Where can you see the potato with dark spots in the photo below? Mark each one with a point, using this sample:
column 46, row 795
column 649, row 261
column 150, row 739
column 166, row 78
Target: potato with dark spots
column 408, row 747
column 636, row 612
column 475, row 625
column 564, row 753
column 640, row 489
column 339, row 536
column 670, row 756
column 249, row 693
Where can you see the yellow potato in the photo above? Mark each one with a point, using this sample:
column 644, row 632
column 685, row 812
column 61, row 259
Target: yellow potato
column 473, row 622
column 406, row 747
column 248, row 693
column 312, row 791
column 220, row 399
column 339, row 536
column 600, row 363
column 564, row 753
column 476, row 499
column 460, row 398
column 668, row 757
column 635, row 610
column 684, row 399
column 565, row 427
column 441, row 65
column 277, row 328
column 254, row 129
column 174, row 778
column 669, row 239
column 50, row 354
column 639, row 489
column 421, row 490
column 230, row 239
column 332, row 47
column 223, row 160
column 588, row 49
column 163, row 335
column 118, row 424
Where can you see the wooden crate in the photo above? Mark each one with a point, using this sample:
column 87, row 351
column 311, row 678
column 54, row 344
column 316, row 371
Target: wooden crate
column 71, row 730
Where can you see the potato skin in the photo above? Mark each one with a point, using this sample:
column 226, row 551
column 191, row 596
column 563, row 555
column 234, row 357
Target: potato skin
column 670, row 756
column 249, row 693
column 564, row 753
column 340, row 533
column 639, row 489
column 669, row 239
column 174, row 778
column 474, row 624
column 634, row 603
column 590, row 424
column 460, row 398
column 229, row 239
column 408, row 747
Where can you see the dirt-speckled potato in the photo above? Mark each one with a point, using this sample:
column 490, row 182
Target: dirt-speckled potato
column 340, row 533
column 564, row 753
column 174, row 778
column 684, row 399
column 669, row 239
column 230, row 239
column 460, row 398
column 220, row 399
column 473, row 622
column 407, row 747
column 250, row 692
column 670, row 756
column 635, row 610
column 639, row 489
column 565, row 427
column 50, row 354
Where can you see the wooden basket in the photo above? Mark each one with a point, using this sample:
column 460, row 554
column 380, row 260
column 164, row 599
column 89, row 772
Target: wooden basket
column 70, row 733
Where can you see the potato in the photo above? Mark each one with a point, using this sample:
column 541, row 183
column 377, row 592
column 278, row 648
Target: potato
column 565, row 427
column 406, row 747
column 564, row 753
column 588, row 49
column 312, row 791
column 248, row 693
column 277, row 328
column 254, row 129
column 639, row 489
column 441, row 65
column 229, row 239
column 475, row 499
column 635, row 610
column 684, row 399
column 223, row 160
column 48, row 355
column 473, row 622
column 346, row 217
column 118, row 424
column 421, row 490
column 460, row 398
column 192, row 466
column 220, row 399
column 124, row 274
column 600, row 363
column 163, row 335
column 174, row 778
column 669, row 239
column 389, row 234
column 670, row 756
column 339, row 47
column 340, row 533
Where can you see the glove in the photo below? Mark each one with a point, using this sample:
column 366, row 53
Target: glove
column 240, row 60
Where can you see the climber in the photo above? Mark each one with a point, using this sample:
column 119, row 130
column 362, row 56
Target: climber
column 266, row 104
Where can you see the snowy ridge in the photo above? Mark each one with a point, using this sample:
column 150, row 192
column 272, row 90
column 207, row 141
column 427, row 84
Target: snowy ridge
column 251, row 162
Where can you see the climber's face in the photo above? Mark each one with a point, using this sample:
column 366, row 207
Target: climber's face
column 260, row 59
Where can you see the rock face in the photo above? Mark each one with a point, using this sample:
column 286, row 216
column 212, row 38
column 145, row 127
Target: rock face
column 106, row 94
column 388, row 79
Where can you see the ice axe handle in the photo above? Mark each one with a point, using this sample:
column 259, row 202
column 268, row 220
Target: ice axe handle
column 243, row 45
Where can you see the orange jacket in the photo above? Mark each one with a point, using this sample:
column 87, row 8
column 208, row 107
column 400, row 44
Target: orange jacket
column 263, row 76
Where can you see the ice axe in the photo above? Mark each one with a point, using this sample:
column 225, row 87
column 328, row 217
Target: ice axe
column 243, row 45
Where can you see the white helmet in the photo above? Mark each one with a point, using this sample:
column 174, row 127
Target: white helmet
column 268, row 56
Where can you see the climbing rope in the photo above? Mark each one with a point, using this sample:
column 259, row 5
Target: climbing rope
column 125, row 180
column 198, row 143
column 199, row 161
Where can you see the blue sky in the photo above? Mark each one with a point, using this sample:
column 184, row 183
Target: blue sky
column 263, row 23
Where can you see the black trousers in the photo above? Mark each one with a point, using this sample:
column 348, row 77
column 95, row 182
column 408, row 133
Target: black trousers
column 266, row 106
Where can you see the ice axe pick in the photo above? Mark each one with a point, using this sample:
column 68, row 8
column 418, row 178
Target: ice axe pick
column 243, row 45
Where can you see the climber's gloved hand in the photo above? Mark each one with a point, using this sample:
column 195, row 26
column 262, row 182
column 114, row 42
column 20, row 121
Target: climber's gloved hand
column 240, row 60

:: DIRECTIONS ::
From the first line of the listing above through the line that contains "Where can you see the wooden crate", set down each line without alteration, and nothing else.

:: RESPONSE BELOW ::
Where can you see the potato with dark spots in the photo below? Mark each one with a point, using this sample:
column 46, row 795
column 649, row 261
column 150, row 739
column 166, row 78
Target: potato with dark spots
column 408, row 747
column 636, row 612
column 475, row 625
column 564, row 753
column 640, row 489
column 339, row 536
column 670, row 756
column 249, row 693
Where can you see the yellow potato in the photo above? Mark each one with a point, using this sample:
column 644, row 632
column 685, row 812
column 61, row 259
Target: yellow potato
column 473, row 622
column 406, row 747
column 248, row 693
column 312, row 791
column 220, row 399
column 339, row 536
column 600, row 363
column 564, row 753
column 476, row 499
column 460, row 398
column 668, row 757
column 635, row 610
column 684, row 399
column 565, row 427
column 441, row 65
column 277, row 328
column 254, row 129
column 174, row 778
column 669, row 239
column 50, row 354
column 639, row 489
column 421, row 490
column 230, row 239
column 332, row 47
column 223, row 160
column 588, row 49
column 163, row 335
column 118, row 424
Where can you see the wooden crate in the photo above? Mark each one with a point, using this sample:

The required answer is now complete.